Your assignment:
Count how many lines in the data hold "coordinates". Only the number.

━━━

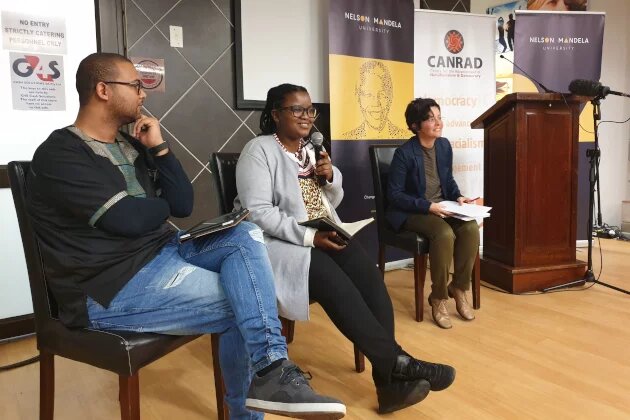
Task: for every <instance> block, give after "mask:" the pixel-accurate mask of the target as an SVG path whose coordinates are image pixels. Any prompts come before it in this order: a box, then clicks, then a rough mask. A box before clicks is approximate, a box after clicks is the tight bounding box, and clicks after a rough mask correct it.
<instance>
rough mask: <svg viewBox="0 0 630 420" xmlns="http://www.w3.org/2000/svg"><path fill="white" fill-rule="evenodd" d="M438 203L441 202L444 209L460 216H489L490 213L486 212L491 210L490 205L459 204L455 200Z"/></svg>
mask: <svg viewBox="0 0 630 420" xmlns="http://www.w3.org/2000/svg"><path fill="white" fill-rule="evenodd" d="M439 204H441V205H442V207H444V209H445V210H446V211H450V212H451V213H455V214H459V215H462V216H468V217H471V218H473V219H477V218H484V217H489V216H490V215H489V214H488V212H489V211H490V210H492V207H487V206H479V205H477V204H466V203H464V204H461V205H460V204H459V203H458V202H456V201H442V202H440V203H439Z"/></svg>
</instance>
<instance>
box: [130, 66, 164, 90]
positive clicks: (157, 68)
mask: <svg viewBox="0 0 630 420" xmlns="http://www.w3.org/2000/svg"><path fill="white" fill-rule="evenodd" d="M136 69H137V70H138V73H140V80H142V87H144V88H145V89H155V88H157V87H158V86H160V84H161V83H162V80H163V79H164V75H163V74H162V72H163V70H162V67H161V66H160V65H159V64H158V63H156V62H154V61H151V60H142V61H140V62H138V63H137V64H136Z"/></svg>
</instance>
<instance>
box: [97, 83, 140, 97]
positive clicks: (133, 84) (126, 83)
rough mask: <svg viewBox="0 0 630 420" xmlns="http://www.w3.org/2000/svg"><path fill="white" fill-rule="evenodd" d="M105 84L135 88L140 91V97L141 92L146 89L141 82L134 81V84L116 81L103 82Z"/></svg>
mask: <svg viewBox="0 0 630 420" xmlns="http://www.w3.org/2000/svg"><path fill="white" fill-rule="evenodd" d="M103 83H105V84H106V85H107V84H113V85H127V86H133V87H135V88H136V90H137V91H138V95H140V91H141V90H142V89H144V85H143V84H142V81H141V80H134V81H133V82H114V81H105V80H103Z"/></svg>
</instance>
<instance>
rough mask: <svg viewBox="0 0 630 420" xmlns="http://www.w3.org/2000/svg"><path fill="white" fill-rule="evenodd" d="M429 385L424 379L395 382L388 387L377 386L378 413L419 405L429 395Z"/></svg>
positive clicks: (393, 410) (389, 384) (430, 388)
mask: <svg viewBox="0 0 630 420" xmlns="http://www.w3.org/2000/svg"><path fill="white" fill-rule="evenodd" d="M430 389H431V385H429V383H428V382H427V381H425V380H424V379H417V380H415V381H396V380H392V382H391V383H390V384H388V385H383V386H377V387H376V396H377V397H378V412H379V413H380V414H385V413H391V412H394V411H397V410H402V409H403V408H406V407H409V406H412V405H414V404H417V403H419V402H420V401H422V400H423V399H425V398H426V397H427V395H429V390H430Z"/></svg>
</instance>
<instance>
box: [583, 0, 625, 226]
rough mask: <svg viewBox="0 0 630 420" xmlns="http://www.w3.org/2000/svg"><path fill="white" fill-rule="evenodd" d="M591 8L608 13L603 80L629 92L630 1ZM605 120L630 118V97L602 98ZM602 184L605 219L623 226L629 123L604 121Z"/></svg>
mask: <svg viewBox="0 0 630 420" xmlns="http://www.w3.org/2000/svg"><path fill="white" fill-rule="evenodd" d="M589 3H590V10H592V11H602V12H606V27H605V30H604V53H603V55H604V57H603V62H602V77H601V79H600V80H601V82H602V83H603V84H604V85H606V86H610V87H611V88H612V89H613V90H616V91H620V92H626V93H628V92H630V53H629V52H628V49H630V26H628V21H630V2H629V1H627V0H626V1H618V0H589ZM601 110H602V119H603V120H614V121H623V120H626V119H627V118H630V98H623V97H619V96H612V95H609V96H608V97H607V98H606V99H605V100H604V101H602V106H601ZM599 140H600V148H601V150H602V158H601V164H600V185H601V199H602V215H603V220H604V222H606V223H608V224H611V225H617V226H620V225H621V202H622V201H623V200H627V199H628V198H630V184H629V181H628V180H629V178H628V145H629V144H630V123H626V124H602V125H601V126H600V132H599Z"/></svg>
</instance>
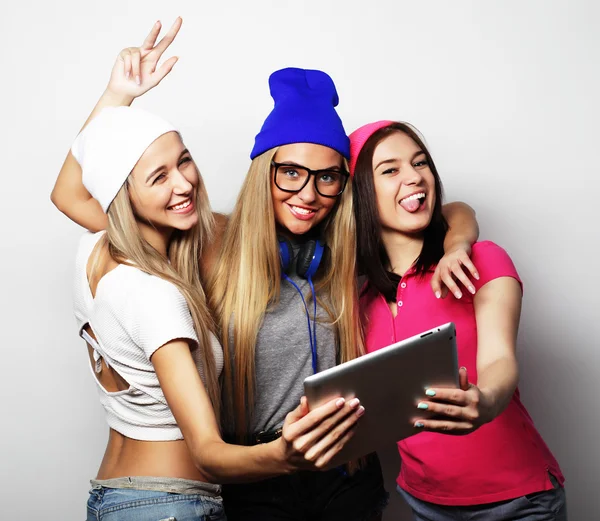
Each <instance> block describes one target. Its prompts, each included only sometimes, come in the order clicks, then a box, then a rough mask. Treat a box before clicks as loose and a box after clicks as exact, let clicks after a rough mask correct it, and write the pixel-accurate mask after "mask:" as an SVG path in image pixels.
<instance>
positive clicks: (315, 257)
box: [277, 235, 325, 280]
mask: <svg viewBox="0 0 600 521" xmlns="http://www.w3.org/2000/svg"><path fill="white" fill-rule="evenodd" d="M277 241H278V242H279V256H280V258H281V270H282V272H283V273H285V274H289V273H290V271H292V269H293V268H294V267H295V269H296V275H298V277H301V278H303V279H306V280H312V278H313V277H314V276H315V273H317V270H318V269H319V264H321V259H322V258H323V253H324V251H325V243H324V242H323V241H322V240H321V239H310V240H308V241H306V242H305V243H304V244H303V245H302V246H300V250H299V251H298V253H297V254H296V255H295V256H294V249H293V247H292V243H291V242H290V241H289V240H288V239H286V238H285V237H283V236H281V235H278V236H277ZM294 261H295V266H294Z"/></svg>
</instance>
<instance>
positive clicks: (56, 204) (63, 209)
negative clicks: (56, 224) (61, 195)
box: [50, 187, 66, 213]
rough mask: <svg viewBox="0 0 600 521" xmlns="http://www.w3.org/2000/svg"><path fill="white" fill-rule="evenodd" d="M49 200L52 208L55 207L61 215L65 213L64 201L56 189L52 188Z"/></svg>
mask: <svg viewBox="0 0 600 521" xmlns="http://www.w3.org/2000/svg"><path fill="white" fill-rule="evenodd" d="M50 200H51V201H52V204H53V205H54V206H56V208H57V209H58V210H59V211H60V212H62V213H66V212H65V201H64V199H63V198H62V197H61V196H60V193H59V192H57V190H56V187H54V189H53V190H52V193H51V194H50Z"/></svg>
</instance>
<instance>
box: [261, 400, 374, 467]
mask: <svg viewBox="0 0 600 521" xmlns="http://www.w3.org/2000/svg"><path fill="white" fill-rule="evenodd" d="M364 412H365V409H364V407H362V406H361V405H360V402H359V400H358V399H357V398H354V399H352V400H349V401H346V400H344V399H343V398H338V399H335V400H331V401H329V402H327V403H326V404H324V405H321V406H320V407H317V408H316V409H313V410H312V411H310V412H308V406H307V404H306V398H305V397H302V400H301V402H300V405H299V406H298V407H297V408H296V409H295V410H294V411H292V412H290V413H289V414H288V415H287V416H286V419H285V423H284V424H283V432H282V435H281V438H279V439H278V440H276V441H274V442H272V443H278V444H279V448H280V450H281V451H282V453H283V459H284V460H285V461H287V462H288V464H289V465H290V466H291V468H293V469H295V470H298V469H306V470H322V469H326V468H327V466H328V464H329V462H330V461H331V459H332V458H333V457H334V456H335V455H336V454H337V453H338V452H339V451H340V450H342V448H343V447H344V445H345V444H346V443H347V442H348V441H349V440H350V439H351V438H352V436H353V434H354V427H355V426H356V422H357V421H358V419H359V418H360V417H361V416H362V415H363V413H364Z"/></svg>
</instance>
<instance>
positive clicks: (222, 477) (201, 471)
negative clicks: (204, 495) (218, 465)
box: [192, 444, 227, 484]
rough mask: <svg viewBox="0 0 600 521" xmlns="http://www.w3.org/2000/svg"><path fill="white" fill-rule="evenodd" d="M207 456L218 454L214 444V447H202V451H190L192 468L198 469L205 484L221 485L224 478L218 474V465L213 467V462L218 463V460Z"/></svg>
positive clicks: (221, 474)
mask: <svg viewBox="0 0 600 521" xmlns="http://www.w3.org/2000/svg"><path fill="white" fill-rule="evenodd" d="M208 454H214V455H216V454H219V447H218V446H217V445H216V444H215V446H212V447H208V446H207V445H204V446H203V447H202V450H201V451H200V450H193V451H192V460H193V462H194V466H195V467H196V469H198V472H200V474H202V476H203V479H204V480H206V482H207V483H216V484H222V483H223V482H225V481H227V480H226V478H225V476H223V475H222V473H220V472H219V466H218V464H217V465H215V462H216V461H218V458H216V459H215V458H212V461H211V457H210V456H209V457H207V455H208Z"/></svg>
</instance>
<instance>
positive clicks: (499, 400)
mask: <svg viewBox="0 0 600 521" xmlns="http://www.w3.org/2000/svg"><path fill="white" fill-rule="evenodd" d="M479 392H480V394H481V398H480V406H481V413H482V414H481V420H482V423H489V422H491V421H492V420H493V419H494V418H495V417H496V416H498V414H499V412H500V411H499V409H500V399H499V397H498V393H495V392H494V391H493V390H492V389H489V388H480V389H479Z"/></svg>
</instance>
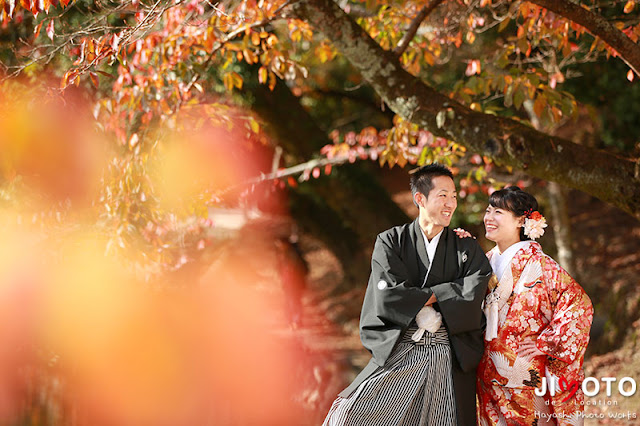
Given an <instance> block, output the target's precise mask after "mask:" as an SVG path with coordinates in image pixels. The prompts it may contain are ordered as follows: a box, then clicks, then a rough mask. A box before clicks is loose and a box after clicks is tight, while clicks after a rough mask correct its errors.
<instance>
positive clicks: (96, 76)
mask: <svg viewBox="0 0 640 426" xmlns="http://www.w3.org/2000/svg"><path fill="white" fill-rule="evenodd" d="M89 78H91V82H92V83H93V85H94V86H95V87H96V88H97V87H98V86H99V82H98V75H97V74H96V73H94V72H89Z"/></svg>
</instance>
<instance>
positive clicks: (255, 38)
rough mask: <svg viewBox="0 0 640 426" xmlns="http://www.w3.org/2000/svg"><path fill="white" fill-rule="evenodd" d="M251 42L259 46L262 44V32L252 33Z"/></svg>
mask: <svg viewBox="0 0 640 426" xmlns="http://www.w3.org/2000/svg"><path fill="white" fill-rule="evenodd" d="M251 43H253V45H254V46H259V45H260V34H259V33H256V32H254V33H251Z"/></svg>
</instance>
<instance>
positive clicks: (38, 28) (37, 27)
mask: <svg viewBox="0 0 640 426" xmlns="http://www.w3.org/2000/svg"><path fill="white" fill-rule="evenodd" d="M0 1H2V0H0ZM43 23H44V21H41V22H40V23H39V24H38V25H36V28H35V29H34V30H33V34H34V36H33V38H38V36H39V35H40V29H41V28H42V24H43Z"/></svg>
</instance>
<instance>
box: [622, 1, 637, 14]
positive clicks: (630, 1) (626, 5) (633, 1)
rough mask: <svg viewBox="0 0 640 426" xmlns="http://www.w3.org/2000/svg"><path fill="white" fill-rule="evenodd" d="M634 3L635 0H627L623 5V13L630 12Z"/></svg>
mask: <svg viewBox="0 0 640 426" xmlns="http://www.w3.org/2000/svg"><path fill="white" fill-rule="evenodd" d="M635 5H636V0H629V1H628V2H627V4H625V5H624V13H631V12H632V11H633V8H634V7H635Z"/></svg>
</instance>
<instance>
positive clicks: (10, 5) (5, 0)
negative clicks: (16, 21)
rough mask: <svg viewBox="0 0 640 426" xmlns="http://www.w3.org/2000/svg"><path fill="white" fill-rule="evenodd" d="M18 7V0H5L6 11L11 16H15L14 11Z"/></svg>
mask: <svg viewBox="0 0 640 426" xmlns="http://www.w3.org/2000/svg"><path fill="white" fill-rule="evenodd" d="M15 9H16V0H5V3H4V11H5V12H7V15H9V18H12V17H13V11H14V10H15Z"/></svg>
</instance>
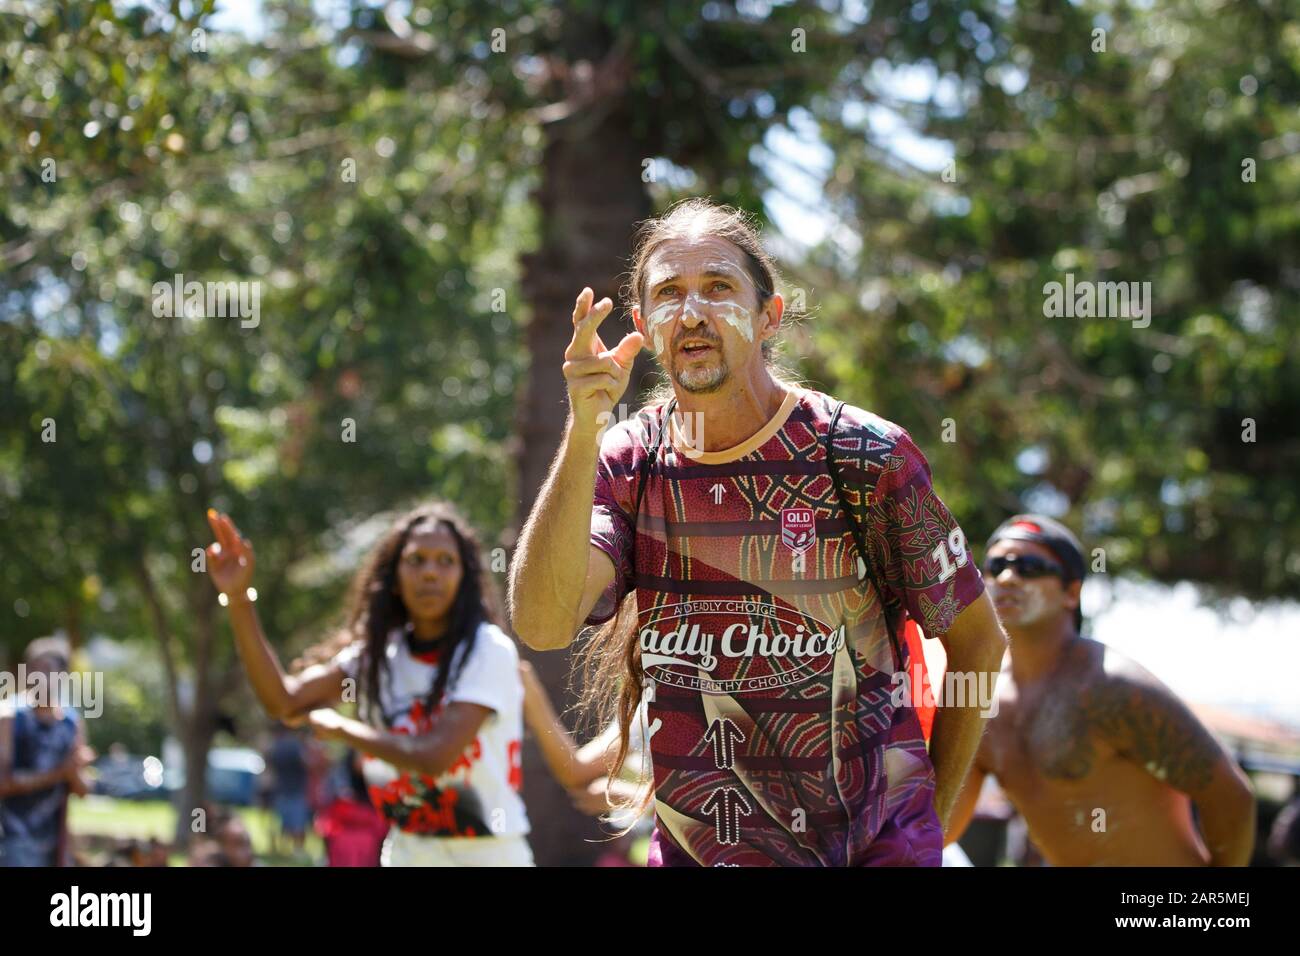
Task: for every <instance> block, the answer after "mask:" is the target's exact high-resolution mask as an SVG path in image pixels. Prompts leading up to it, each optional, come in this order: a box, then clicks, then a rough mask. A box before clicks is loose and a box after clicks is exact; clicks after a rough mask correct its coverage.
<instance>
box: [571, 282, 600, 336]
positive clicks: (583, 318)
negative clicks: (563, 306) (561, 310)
mask: <svg viewBox="0 0 1300 956" xmlns="http://www.w3.org/2000/svg"><path fill="white" fill-rule="evenodd" d="M594 295H595V293H593V291H591V289H590V286H588V287H586V289H584V290H582V291H580V293H578V294H577V300H576V302H575V303H573V325H575V328H576V326H577V324H578V323H580V321H582V320H584V319H586V311H588V310H589V308H591V298H593V297H594Z"/></svg>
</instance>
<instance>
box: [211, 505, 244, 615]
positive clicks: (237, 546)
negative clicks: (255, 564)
mask: <svg viewBox="0 0 1300 956" xmlns="http://www.w3.org/2000/svg"><path fill="white" fill-rule="evenodd" d="M208 524H209V525H211V527H212V533H213V535H214V536H216V538H217V540H216V541H214V542H213V544H211V545H208V548H207V553H208V578H211V579H212V584H213V585H214V587H216V589H217V591H220V592H222V593H224V594H243V592H244V589H247V587H248V585H250V584H251V583H252V568H253V557H252V545H251V544H248V541H247V540H246V538H243V537H240V535H239V529H238V528H235V525H234V522H231V520H230V515H224V514H220V512H218V511H213V510H212V509H208Z"/></svg>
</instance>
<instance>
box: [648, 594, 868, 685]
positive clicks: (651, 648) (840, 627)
mask: <svg viewBox="0 0 1300 956" xmlns="http://www.w3.org/2000/svg"><path fill="white" fill-rule="evenodd" d="M659 610H660V611H663V614H660V615H658V617H655V618H654V619H653V620H651V622H649V623H647V624H645V626H642V627H641V633H640V646H641V666H642V667H643V669H645V672H646V676H649V678H651V679H653V680H655V683H659V684H664V685H667V687H681V688H686V689H692V691H699V692H701V693H745V692H750V691H770V689H774V688H779V687H789V685H792V684H800V683H802V682H805V680H807V679H809V678H813V676H815V675H818V674H822V672H824V671H826V670H827V669H829V667H831V666H832V665H833V663H835V656H836V653H839V652H840V650H841V649H842V648H844V641H845V627H844V624H840V626H839V627H837V628H833V630H831V628H827V627H824V626H822V624H819V623H818V622H816V620H814V619H813V618H809V617H806V615H803V614H800V613H798V611H794V610H792V609H788V607H777V606H775V605H771V604H764V602H762V601H745V600H735V598H719V600H695V601H684V602H681V604H676V605H669V606H668V607H663V609H659Z"/></svg>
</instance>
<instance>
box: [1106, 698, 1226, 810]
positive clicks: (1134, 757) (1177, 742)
mask: <svg viewBox="0 0 1300 956" xmlns="http://www.w3.org/2000/svg"><path fill="white" fill-rule="evenodd" d="M1083 710H1084V718H1086V721H1087V724H1088V727H1089V730H1092V731H1093V732H1096V734H1099V735H1101V736H1102V737H1104V739H1105V740H1108V741H1110V743H1112V744H1113V745H1114V747H1115V748H1117V749H1118V750H1119V753H1121V754H1122V756H1125V757H1127V758H1128V760H1131V761H1134V762H1135V763H1138V765H1139V766H1141V767H1143V769H1144V770H1147V771H1148V773H1149V774H1151V775H1152V777H1154V778H1157V779H1160V780H1164V782H1165V783H1167V784H1170V786H1171V787H1177V788H1178V790H1180V791H1183V792H1187V791H1192V790H1199V788H1201V787H1204V786H1206V784H1208V783H1209V782H1210V778H1212V777H1213V773H1214V763H1216V762H1217V761H1218V757H1219V748H1218V744H1217V743H1216V741H1214V737H1213V736H1210V732H1209V731H1208V730H1205V727H1204V726H1203V724H1201V722H1200V721H1197V719H1196V717H1195V715H1193V714H1192V713H1191V710H1188V709H1187V706H1186V705H1184V704H1183V702H1182V701H1179V700H1178V698H1177V697H1174V696H1173V693H1171V692H1169V691H1167V689H1165V688H1162V687H1160V685H1158V684H1152V683H1148V682H1143V680H1123V679H1119V680H1104V682H1100V683H1099V684H1097V685H1095V687H1093V688H1089V691H1088V692H1087V695H1086V696H1084V698H1083Z"/></svg>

━━━

Answer to this task:
2